» **Given request**
Copy all of the material below line for line, leaving out the pictures.

_ _ _ _

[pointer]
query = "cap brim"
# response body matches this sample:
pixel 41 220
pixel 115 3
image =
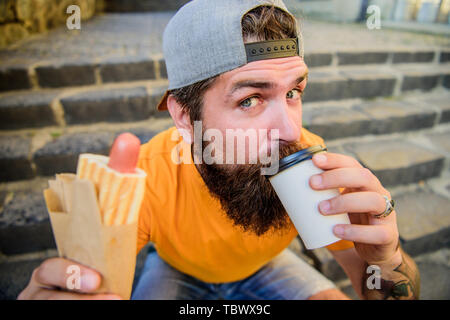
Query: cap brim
pixel 162 105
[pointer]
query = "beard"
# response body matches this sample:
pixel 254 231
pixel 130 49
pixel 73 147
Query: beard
pixel 247 196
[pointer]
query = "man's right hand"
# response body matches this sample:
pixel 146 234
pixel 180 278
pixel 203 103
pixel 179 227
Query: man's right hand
pixel 49 282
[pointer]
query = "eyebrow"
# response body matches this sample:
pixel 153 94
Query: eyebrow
pixel 261 84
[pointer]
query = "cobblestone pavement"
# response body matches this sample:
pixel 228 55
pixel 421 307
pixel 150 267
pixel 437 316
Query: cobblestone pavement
pixel 369 129
pixel 113 36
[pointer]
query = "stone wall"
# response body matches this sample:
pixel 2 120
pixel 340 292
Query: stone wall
pixel 20 18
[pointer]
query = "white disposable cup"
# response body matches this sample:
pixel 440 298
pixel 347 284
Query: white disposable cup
pixel 301 202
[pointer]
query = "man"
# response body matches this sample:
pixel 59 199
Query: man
pixel 218 228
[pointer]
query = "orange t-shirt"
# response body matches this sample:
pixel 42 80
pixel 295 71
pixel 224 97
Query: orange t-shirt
pixel 188 226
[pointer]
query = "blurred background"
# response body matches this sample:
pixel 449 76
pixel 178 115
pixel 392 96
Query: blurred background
pixel 378 91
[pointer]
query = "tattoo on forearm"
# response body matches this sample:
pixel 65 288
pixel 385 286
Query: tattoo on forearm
pixel 401 283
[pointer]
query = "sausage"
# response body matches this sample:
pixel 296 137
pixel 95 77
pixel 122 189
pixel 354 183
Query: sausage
pixel 124 153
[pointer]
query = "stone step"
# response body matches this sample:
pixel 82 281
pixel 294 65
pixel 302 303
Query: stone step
pixel 16 74
pixel 124 102
pixel 134 101
pixel 422 219
pixel 377 116
pixel 396 159
pixel 42 152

_ _ _ _

» **Answer for the task**
[pointer]
query = "cap brim"
# response body matches this sample:
pixel 41 220
pixel 115 3
image =
Query: cap brim
pixel 162 105
[pointer]
query = "beard"
# response body matches this sample:
pixel 254 231
pixel 130 49
pixel 73 147
Query: beard
pixel 247 196
[pointer]
query = "man's right hand"
# response body matches this sample:
pixel 146 234
pixel 180 278
pixel 203 103
pixel 179 227
Query: man's right hand
pixel 49 282
[pointer]
query = "eyebrow"
# response body matches this sample:
pixel 153 94
Query: eyebrow
pixel 261 84
[pointer]
query = "cobblestone pavement"
# response body matches this sample:
pixel 228 55
pixel 421 307
pixel 150 267
pixel 437 316
Query: cobblestone pavement
pixel 369 129
pixel 113 36
[pointer]
query = "stone wall"
# response body matches this sample:
pixel 2 120
pixel 340 292
Query: stone wall
pixel 20 18
[pointer]
query = "white disposable cup"
# response body matches this sample:
pixel 440 298
pixel 347 284
Query: white disposable cup
pixel 301 202
[pointer]
query = "man"
# response body matches this sample:
pixel 59 199
Query: man
pixel 218 228
[pointer]
query = "orange t-shirt"
# response body matches this sample:
pixel 42 80
pixel 295 71
pixel 224 97
Query: orange t-shirt
pixel 188 226
[pointer]
query = "blurred background"
# response body matches this sample:
pixel 449 76
pixel 178 115
pixel 392 96
Query: blurred background
pixel 378 91
[pointer]
query = "tattoo on forearm"
# response body matches this sample:
pixel 65 288
pixel 385 286
Query: tattoo on forearm
pixel 401 283
[pointer]
query = "sausage"
# response body matches this sample:
pixel 296 137
pixel 95 77
pixel 122 189
pixel 354 183
Query: sausage
pixel 124 153
[pointer]
query = "stone step"
# response body matches this sample:
pixel 82 281
pixel 294 65
pixel 302 303
Query: stone step
pixel 16 74
pixel 124 102
pixel 134 101
pixel 422 219
pixel 377 116
pixel 396 159
pixel 42 152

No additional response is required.